> [SET PROBLEM] Beginning with the line containing "Each instance receives one keypoint. Mark the greenhouse" and ending with the last line, repeat the records exactly.

#####

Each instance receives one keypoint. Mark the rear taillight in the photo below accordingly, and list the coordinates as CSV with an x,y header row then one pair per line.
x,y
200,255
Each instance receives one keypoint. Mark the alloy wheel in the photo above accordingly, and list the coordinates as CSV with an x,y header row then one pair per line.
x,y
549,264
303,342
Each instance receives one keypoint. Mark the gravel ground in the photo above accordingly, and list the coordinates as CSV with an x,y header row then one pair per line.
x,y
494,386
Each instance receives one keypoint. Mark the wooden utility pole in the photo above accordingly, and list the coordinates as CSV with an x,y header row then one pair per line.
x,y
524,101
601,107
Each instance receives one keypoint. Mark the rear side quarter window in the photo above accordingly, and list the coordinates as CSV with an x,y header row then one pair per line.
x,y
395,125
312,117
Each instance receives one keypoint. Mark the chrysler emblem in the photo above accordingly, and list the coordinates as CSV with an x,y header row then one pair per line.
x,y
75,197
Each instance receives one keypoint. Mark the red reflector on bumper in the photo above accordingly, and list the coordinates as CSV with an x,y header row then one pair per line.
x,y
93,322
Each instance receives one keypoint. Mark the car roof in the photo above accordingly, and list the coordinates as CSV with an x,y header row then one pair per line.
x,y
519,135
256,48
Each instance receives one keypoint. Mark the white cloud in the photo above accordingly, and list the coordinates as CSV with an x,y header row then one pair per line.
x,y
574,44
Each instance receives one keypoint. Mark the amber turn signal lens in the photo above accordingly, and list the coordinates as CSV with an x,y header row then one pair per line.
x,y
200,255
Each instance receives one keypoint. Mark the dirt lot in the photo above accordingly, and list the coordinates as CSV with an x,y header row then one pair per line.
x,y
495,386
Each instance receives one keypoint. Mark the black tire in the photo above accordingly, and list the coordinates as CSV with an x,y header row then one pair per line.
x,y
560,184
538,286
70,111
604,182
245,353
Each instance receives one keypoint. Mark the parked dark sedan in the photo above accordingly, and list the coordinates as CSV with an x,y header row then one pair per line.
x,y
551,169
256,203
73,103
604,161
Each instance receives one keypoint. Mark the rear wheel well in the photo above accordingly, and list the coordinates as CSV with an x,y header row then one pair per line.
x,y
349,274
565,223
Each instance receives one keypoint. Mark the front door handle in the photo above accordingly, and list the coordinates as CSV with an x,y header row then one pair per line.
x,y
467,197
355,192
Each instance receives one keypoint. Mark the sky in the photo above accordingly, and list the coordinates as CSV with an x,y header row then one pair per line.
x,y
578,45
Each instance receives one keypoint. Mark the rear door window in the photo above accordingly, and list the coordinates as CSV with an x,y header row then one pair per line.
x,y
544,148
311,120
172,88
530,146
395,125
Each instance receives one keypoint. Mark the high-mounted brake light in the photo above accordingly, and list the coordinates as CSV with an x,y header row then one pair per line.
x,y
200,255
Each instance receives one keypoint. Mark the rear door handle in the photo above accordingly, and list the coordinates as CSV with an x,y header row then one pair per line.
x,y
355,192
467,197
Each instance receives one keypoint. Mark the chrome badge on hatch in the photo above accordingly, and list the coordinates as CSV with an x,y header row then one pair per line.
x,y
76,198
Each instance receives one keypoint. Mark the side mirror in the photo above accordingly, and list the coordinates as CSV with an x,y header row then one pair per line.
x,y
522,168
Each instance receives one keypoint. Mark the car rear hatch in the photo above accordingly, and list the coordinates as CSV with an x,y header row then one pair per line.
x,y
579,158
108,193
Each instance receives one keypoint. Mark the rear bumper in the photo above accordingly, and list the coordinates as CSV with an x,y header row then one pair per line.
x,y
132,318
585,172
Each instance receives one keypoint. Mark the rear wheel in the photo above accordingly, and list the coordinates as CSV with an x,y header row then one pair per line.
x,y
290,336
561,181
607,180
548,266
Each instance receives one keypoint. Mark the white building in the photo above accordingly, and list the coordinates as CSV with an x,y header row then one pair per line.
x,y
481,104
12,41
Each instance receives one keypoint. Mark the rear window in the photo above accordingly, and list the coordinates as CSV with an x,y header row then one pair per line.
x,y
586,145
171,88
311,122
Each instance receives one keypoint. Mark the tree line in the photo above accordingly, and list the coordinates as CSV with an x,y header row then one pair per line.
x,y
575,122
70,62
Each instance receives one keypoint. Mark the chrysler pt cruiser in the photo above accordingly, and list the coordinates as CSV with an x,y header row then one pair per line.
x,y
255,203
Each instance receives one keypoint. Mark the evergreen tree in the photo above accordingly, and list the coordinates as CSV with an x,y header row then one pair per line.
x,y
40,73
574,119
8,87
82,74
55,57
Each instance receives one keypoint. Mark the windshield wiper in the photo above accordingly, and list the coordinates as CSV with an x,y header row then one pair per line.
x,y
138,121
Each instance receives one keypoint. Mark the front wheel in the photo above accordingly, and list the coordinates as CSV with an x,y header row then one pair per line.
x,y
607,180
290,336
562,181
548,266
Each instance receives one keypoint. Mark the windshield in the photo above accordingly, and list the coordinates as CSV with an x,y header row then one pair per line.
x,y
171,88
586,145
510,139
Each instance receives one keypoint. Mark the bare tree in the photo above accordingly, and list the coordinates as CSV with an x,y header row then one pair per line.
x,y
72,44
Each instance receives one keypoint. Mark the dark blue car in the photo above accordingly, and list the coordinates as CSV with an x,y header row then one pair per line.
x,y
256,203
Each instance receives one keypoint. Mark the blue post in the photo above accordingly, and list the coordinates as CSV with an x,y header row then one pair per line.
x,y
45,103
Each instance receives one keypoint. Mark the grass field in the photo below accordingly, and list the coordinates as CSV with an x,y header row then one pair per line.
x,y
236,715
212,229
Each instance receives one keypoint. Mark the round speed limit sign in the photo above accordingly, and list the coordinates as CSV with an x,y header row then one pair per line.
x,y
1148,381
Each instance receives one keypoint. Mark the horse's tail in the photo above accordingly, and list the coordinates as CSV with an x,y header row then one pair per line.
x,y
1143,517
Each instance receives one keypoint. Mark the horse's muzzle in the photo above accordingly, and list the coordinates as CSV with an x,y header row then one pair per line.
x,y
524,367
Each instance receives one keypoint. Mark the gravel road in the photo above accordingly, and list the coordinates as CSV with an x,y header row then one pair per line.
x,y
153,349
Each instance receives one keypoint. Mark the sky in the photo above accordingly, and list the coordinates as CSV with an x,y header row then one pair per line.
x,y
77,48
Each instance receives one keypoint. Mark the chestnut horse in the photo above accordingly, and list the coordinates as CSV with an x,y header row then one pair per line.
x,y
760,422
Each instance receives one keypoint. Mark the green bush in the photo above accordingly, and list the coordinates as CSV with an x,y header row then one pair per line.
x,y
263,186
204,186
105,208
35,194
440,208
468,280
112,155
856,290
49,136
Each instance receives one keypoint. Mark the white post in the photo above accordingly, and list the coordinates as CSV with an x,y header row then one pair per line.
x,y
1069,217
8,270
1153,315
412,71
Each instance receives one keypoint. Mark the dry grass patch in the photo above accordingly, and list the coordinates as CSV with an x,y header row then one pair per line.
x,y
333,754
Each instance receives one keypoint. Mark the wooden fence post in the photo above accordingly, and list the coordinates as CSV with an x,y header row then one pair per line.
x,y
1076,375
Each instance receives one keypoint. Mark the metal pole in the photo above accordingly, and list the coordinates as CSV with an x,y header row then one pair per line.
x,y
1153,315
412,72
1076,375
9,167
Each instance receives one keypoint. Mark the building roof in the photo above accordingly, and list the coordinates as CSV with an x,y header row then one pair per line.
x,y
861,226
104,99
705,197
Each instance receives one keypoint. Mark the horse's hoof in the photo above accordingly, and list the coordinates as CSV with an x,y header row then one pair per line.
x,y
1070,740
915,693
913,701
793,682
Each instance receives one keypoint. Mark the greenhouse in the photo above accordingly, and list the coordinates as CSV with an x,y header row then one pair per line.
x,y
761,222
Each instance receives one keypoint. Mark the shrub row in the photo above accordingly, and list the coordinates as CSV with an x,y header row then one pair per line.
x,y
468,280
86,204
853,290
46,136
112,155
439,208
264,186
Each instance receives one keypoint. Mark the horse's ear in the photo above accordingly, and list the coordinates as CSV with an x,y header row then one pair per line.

#####

> [COMPLETE ANSWER]
Each instance receives one keypoint. Mark the greenhouse in the photo above accordingly, and list the coordinates as CSV with an x,y header row then one pair per line.
x,y
761,222
Each instance receives one keypoint. Mark the shrub row in the photo above accordingly, and list the coordinates as CSV with an x,y header row then one pair per line.
x,y
468,280
86,204
853,290
46,136
112,155
439,208
264,186
Each instance receives one keypoint. Mark the horse's ear in the photo above accordingly, and list the coordinates as CSV with an x,y header row then one pair per line.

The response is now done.